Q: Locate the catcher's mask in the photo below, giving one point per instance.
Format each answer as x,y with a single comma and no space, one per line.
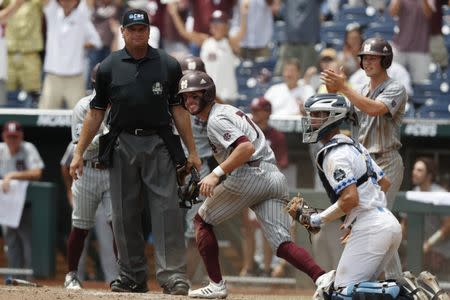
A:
323,113
379,47
197,81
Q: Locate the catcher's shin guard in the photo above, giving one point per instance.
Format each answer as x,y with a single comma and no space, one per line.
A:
430,286
411,288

> Set task:
Rewrite all of the data above with every "catcher's" changed to "umpire's" and nothing else altered. Leave the pictures out.

> Reply to the task:
Q: Locate the umpire's mask in the photo below, giving one point per instance.
Format each answer as x,y with a single comma and no space, one per line.
A:
323,113
379,47
197,81
Q: Locate the umpire's shin guard in the photo above, giving one point per instance.
Format each answer as x,y with a single comma and no space, one per line.
A:
430,286
411,288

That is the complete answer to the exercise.